■ **DIRECTIONS FOR THIS TASK**:
Go through the records and extract every line with the word "panel".
*** THE INPUT Section Begins ***
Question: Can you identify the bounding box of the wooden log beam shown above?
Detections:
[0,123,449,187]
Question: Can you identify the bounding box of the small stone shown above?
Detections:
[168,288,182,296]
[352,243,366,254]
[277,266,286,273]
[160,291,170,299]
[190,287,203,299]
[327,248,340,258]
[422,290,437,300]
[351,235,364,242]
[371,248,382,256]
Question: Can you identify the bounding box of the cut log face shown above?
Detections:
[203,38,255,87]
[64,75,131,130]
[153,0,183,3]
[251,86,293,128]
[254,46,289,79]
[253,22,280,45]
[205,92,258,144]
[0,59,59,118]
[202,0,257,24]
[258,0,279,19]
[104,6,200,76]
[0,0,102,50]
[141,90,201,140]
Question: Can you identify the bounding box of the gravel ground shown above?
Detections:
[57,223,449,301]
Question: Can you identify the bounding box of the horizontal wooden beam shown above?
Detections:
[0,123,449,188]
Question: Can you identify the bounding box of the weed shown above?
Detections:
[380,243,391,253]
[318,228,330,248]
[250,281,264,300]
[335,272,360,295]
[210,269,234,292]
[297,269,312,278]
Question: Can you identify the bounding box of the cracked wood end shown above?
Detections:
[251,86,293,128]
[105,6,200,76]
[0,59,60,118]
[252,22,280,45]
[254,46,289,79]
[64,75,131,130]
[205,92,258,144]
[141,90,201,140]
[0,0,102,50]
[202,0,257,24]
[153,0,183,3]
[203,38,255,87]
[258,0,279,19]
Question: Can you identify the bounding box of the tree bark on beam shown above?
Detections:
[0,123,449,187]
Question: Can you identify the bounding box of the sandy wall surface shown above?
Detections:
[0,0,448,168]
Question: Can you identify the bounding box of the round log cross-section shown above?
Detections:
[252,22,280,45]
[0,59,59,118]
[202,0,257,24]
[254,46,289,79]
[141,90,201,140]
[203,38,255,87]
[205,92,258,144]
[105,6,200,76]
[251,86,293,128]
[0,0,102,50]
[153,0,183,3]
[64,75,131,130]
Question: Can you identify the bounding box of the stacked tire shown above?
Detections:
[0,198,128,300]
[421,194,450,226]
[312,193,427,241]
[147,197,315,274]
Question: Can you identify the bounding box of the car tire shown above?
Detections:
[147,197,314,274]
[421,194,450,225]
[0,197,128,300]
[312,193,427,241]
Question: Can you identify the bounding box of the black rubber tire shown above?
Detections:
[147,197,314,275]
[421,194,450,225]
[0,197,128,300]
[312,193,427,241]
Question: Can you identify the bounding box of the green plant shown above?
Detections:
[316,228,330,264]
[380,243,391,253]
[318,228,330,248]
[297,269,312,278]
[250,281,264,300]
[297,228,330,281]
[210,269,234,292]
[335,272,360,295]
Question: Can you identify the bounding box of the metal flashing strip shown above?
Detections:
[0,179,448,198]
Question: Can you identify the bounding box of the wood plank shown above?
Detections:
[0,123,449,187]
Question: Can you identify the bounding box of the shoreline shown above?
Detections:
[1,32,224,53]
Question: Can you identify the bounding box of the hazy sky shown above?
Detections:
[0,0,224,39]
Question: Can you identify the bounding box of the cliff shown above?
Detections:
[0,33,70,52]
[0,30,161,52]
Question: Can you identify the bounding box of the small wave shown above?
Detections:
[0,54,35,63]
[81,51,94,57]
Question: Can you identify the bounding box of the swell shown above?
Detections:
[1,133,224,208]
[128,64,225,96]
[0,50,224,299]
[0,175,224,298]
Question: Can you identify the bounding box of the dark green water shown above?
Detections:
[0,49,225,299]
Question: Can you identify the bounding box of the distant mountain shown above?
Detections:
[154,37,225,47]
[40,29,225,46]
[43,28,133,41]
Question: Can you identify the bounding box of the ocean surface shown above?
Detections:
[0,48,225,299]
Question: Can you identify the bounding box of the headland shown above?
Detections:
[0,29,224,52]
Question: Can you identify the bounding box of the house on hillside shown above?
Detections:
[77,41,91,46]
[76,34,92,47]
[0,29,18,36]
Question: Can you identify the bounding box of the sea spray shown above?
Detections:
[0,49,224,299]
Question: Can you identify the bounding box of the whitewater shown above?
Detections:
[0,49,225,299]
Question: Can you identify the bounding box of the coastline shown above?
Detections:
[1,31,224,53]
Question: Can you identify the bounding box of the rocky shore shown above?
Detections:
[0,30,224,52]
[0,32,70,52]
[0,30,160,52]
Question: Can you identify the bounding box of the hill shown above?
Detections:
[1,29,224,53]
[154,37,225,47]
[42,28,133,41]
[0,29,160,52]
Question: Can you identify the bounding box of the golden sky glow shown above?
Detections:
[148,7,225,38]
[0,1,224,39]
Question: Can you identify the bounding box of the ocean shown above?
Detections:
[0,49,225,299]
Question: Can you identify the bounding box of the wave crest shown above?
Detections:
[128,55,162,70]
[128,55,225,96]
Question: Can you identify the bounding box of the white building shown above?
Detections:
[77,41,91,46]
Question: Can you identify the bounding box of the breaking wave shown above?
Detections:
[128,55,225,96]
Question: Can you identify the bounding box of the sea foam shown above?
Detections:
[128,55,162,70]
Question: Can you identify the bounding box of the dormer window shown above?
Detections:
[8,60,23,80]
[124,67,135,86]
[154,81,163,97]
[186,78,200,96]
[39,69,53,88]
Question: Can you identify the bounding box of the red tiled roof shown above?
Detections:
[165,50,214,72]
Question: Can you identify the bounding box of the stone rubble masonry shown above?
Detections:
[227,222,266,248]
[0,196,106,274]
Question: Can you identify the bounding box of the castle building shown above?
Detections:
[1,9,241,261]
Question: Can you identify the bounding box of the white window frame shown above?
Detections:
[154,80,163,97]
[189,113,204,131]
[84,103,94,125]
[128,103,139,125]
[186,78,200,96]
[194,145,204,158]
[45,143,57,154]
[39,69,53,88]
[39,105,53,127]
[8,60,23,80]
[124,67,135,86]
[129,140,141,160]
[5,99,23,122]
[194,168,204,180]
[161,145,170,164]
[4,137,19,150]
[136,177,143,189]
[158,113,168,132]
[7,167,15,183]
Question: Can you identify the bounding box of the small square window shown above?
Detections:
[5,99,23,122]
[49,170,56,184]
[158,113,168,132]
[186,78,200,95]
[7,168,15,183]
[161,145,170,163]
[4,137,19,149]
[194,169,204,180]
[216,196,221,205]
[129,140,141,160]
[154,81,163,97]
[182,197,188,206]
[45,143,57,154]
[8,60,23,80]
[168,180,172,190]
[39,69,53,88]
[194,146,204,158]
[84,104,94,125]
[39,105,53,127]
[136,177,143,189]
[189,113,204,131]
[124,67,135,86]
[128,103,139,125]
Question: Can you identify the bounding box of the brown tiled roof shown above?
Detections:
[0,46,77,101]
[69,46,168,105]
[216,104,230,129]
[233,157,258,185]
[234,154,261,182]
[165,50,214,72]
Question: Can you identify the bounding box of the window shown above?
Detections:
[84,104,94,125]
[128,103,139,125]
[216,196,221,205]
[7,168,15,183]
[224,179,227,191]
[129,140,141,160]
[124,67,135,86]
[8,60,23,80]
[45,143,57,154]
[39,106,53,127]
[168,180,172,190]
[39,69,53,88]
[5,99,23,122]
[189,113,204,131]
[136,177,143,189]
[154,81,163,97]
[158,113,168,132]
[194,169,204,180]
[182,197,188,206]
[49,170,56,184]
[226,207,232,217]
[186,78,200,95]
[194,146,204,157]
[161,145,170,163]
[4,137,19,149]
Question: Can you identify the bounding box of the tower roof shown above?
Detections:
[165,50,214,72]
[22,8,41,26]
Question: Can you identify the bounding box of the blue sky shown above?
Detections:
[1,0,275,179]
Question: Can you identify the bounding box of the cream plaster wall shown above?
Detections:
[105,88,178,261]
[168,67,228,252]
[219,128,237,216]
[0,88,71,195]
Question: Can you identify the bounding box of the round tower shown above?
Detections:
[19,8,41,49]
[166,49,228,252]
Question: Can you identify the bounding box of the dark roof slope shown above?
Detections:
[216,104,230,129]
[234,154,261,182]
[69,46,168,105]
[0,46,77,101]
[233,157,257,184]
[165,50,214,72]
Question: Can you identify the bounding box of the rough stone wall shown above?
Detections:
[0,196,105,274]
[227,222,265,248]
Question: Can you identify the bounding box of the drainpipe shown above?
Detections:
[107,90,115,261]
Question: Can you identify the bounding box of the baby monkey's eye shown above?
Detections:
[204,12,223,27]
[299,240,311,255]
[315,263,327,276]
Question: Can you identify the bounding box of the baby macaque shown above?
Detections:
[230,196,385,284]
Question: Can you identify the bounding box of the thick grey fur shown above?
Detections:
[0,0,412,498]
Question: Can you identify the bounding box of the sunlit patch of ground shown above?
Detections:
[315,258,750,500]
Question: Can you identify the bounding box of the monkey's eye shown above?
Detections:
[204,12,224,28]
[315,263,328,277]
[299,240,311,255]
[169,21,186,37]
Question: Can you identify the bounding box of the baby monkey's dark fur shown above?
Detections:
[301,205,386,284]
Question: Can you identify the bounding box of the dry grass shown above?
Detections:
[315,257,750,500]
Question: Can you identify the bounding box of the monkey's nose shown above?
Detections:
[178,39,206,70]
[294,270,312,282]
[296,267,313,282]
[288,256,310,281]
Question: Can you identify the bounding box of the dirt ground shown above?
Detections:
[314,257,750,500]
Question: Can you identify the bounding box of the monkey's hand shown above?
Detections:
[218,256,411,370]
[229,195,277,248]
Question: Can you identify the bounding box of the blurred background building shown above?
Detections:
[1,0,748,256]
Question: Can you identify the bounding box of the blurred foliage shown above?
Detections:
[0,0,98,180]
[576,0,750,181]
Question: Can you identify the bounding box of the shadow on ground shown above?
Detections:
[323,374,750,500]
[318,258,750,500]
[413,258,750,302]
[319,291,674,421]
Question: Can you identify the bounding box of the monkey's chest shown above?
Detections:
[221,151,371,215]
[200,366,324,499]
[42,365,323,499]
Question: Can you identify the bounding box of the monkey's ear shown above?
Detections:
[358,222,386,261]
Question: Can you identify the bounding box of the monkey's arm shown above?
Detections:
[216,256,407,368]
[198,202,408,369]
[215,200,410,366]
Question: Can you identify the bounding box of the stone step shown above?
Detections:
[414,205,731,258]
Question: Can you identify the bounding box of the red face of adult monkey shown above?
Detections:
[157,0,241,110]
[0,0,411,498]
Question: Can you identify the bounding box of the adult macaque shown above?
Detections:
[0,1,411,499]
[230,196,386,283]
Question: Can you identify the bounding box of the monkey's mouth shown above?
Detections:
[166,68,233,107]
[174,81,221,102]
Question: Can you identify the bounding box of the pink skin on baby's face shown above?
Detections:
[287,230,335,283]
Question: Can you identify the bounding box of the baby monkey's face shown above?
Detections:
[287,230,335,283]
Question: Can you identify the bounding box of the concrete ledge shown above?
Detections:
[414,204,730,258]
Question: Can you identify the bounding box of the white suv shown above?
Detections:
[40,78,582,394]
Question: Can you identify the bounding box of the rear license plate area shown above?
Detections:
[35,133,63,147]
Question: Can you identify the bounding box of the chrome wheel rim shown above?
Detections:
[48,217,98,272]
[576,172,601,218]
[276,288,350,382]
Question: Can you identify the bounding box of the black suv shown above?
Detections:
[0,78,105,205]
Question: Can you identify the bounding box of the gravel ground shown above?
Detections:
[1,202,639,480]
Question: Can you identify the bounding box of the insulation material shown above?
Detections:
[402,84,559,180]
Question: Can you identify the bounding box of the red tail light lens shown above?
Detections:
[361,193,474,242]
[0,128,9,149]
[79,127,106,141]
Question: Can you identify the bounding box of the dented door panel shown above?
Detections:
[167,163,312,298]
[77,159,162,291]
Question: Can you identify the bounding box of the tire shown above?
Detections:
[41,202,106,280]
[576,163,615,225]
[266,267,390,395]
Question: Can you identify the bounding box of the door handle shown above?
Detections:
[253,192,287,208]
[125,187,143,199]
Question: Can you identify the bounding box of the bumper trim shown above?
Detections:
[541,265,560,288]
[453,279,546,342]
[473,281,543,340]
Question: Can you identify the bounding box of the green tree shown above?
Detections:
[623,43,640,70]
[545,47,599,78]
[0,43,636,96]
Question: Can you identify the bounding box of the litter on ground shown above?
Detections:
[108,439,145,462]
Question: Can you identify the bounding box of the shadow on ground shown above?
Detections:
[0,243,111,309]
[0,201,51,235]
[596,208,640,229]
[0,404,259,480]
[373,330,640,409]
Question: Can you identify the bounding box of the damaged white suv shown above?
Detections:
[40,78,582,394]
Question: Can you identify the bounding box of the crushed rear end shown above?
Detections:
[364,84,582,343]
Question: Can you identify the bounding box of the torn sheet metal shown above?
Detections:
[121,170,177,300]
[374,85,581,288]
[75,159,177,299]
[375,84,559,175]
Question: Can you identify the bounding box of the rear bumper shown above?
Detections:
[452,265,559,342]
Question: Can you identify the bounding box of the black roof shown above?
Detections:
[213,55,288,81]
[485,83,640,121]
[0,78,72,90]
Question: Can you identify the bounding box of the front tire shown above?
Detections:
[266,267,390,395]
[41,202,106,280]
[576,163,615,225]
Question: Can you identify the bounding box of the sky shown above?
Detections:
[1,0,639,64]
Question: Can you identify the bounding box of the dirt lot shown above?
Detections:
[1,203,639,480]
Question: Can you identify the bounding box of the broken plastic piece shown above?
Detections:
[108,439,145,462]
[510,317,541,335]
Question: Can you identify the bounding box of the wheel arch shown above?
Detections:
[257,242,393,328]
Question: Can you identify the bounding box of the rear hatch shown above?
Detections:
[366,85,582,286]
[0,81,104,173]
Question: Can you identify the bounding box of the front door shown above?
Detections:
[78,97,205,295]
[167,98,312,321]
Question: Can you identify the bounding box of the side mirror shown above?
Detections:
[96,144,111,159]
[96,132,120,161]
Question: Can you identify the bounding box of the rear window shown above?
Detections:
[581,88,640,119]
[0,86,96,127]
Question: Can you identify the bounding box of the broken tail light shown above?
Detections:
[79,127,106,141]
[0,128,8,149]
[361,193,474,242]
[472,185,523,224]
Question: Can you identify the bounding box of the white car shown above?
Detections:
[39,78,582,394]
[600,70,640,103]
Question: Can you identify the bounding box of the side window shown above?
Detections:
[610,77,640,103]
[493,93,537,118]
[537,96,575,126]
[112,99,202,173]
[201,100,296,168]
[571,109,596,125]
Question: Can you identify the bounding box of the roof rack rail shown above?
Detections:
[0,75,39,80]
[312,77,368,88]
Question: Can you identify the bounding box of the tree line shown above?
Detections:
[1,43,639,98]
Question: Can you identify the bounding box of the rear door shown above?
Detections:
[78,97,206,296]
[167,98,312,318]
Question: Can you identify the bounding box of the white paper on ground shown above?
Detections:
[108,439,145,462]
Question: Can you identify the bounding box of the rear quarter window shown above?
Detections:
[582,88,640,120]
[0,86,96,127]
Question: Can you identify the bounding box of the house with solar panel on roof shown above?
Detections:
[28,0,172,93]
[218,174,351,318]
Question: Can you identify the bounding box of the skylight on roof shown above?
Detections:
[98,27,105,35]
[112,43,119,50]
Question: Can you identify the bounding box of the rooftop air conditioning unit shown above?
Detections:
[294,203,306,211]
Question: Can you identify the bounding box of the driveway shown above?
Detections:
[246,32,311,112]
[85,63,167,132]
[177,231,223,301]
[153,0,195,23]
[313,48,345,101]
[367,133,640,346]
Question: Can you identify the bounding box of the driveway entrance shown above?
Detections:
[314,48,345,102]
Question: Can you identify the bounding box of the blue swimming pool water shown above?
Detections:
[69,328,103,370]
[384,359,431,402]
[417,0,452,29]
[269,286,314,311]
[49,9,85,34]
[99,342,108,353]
*** THE INPUT Section Ends ***
■ **SOLUTION**:
Question: Can you identify the bounding box of the dented door panel shown above?
Question: Can you identify the bounding box of the house with solar panel on roof shown above?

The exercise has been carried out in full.